## REQUIRED WORK
Beginning with the first line below, please restate each line exactly, down to and including the line containing "# example output, e.g. point(643, 371)".
Top of EXTRACTED MATERIAL
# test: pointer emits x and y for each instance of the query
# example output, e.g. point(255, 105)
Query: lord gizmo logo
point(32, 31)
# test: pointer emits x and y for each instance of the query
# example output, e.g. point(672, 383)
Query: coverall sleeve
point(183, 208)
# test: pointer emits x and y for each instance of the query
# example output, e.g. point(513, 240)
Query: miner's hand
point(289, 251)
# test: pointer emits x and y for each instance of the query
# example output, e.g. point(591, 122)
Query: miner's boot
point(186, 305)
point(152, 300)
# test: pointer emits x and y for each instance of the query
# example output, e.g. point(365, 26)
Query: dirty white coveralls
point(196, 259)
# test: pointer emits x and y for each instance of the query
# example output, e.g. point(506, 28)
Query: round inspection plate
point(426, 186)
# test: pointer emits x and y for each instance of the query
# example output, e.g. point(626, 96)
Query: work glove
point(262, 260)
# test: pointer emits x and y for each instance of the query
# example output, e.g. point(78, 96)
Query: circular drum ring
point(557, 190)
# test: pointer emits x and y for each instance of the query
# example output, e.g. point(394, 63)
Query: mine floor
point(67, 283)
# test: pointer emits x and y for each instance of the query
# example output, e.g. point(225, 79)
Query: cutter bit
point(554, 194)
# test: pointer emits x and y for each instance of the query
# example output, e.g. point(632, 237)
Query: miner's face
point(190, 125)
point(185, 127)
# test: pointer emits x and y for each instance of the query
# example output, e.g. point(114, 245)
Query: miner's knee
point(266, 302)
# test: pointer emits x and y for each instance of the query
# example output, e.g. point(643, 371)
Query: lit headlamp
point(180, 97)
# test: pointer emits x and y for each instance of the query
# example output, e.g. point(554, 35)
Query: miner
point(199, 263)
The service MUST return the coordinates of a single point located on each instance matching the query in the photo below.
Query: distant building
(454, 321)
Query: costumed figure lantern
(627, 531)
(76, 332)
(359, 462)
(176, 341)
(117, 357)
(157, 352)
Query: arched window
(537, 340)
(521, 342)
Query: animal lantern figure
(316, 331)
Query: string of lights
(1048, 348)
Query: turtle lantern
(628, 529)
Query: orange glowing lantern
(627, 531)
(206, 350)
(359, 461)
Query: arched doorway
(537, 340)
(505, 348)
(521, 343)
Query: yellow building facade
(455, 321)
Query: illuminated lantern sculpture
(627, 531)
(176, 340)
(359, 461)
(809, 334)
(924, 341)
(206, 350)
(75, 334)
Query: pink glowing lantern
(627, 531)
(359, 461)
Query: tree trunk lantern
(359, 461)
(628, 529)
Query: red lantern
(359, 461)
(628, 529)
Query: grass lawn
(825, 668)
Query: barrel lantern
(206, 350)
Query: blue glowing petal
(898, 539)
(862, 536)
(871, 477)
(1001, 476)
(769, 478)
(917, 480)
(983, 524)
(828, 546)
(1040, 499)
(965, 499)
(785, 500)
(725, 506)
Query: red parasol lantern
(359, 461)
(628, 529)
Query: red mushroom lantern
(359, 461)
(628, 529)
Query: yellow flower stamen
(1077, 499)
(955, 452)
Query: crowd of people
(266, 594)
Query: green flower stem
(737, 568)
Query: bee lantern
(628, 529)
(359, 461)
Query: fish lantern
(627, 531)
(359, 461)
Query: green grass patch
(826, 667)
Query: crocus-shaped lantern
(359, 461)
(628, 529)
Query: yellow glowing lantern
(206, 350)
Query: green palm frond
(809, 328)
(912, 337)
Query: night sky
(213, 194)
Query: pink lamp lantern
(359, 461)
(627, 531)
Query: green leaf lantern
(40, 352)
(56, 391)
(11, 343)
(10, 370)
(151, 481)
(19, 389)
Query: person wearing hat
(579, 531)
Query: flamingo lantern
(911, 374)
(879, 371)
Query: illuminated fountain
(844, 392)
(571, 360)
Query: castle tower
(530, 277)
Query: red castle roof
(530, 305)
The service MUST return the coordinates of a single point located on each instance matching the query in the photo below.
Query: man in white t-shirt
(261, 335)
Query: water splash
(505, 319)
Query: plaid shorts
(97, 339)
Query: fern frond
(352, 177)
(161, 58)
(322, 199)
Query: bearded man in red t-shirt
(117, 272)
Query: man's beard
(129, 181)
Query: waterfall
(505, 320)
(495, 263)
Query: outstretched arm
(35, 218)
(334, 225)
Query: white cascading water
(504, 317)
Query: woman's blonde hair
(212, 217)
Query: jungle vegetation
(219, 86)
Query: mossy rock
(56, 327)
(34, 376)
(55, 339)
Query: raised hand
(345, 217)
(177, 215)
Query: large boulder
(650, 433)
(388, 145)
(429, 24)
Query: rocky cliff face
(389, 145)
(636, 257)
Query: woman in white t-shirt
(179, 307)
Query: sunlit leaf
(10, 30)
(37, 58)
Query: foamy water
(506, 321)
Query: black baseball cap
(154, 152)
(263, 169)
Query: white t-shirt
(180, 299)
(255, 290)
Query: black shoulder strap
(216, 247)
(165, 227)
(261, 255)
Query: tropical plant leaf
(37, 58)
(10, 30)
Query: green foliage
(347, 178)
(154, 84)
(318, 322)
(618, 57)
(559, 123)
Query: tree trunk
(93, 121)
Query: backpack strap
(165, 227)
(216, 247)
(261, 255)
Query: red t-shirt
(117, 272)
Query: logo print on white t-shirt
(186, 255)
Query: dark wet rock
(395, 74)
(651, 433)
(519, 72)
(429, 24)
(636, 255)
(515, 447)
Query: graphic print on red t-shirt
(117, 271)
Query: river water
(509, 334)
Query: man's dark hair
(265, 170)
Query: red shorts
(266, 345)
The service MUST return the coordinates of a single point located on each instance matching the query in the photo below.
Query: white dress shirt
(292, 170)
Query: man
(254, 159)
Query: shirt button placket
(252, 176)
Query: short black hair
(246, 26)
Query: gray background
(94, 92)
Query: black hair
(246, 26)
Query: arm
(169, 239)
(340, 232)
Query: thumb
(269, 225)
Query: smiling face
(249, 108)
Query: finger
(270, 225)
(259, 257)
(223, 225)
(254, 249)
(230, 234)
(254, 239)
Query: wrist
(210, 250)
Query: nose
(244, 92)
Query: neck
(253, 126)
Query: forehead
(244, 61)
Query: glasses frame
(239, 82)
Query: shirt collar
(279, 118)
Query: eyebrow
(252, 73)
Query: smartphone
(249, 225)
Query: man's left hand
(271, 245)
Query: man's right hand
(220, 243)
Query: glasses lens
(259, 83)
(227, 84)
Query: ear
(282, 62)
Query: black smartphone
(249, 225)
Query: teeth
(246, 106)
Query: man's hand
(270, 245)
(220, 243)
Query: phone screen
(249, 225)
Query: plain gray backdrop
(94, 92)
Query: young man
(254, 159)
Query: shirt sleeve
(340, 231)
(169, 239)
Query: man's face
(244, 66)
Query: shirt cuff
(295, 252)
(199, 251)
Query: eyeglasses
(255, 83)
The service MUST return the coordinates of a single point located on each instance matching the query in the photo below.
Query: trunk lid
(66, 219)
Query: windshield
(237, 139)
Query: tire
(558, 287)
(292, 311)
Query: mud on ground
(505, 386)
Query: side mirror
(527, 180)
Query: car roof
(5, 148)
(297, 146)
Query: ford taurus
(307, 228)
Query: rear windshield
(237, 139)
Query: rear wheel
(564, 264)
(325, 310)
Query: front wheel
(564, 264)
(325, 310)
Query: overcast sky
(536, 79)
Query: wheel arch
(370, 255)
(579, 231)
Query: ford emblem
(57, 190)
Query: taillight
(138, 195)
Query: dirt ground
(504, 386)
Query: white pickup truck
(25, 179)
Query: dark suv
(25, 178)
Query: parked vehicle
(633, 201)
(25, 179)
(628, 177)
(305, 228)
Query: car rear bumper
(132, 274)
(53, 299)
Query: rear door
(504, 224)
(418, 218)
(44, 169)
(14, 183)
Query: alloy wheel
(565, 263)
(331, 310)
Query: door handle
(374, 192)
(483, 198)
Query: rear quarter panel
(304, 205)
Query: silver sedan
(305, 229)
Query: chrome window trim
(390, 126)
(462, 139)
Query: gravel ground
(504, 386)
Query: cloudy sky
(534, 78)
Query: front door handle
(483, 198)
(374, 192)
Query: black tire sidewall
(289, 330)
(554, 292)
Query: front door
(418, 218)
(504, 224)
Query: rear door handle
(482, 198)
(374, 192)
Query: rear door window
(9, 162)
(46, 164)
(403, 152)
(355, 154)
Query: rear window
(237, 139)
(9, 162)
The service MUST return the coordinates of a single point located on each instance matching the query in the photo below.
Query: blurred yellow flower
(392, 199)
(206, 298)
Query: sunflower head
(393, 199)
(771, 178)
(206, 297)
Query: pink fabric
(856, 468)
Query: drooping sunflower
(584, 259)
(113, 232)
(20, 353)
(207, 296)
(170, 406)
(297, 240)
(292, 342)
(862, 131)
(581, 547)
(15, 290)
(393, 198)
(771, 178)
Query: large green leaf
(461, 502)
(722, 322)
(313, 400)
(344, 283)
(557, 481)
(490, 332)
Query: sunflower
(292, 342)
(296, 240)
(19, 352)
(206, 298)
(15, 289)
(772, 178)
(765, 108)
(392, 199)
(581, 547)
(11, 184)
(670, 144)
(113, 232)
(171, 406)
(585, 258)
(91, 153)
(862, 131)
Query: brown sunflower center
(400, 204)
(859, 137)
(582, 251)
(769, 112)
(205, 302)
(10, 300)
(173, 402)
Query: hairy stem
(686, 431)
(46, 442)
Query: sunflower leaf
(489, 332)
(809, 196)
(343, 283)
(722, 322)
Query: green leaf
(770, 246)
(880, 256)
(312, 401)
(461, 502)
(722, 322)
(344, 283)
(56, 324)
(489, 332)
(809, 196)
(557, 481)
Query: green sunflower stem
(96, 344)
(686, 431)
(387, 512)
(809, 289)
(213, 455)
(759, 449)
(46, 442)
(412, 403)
Bottom of EXTRACTED MATERIAL
## REPLY TO THE EXERCISE
# test: pointer emits x and y for each instance of the query
# example output, e.g. point(255, 105)
Query: lord gizmo logo
point(32, 31)
# test: pointer emits x and y for each instance of the query
# example output, e.g. point(672, 383)
Query: coverall sleeve
point(183, 208)
# test: pointer emits x and y for each instance of the query
# example output, e.g. point(513, 240)
Query: miner's hand
point(289, 251)
# test: pointer emits x and y for each instance of the query
# example output, e.g. point(591, 122)
Query: miner's boot
point(186, 305)
point(152, 300)
# test: pointer emits x and y for each instance of the query
# example output, e.g. point(365, 26)
Query: dirty white coveralls
point(196, 259)
# test: pointer emits x and y for each instance of the query
# example output, e.g. point(506, 28)
Query: round inspection plate
point(426, 186)
# test: pointer emits x and y for each instance of the query
# example output, e.g. point(626, 96)
Query: work glove
point(262, 260)
# test: pointer emits x and y for each instance of the query
# example output, e.g. point(78, 96)
Query: circular drum ring
point(557, 190)
# test: pointer emits x and y for each instance of the query
# example output, e.g. point(394, 63)
Query: mine floor
point(67, 283)
# test: pointer emits x and y for each instance of the query
# example output, e.g. point(225, 79)
Query: cutter bit
point(554, 194)
# test: pointer emits x and y for each instance of the query
# example output, e.g. point(632, 237)
Query: miner's face
point(190, 125)
point(185, 127)
# test: pointer emits x and y for each instance of the query
# example output, e.g. point(114, 245)
Query: miner's knee
point(266, 302)
# test: pointer emits x and y for each instance of the query
# example output, e.g. point(643, 371)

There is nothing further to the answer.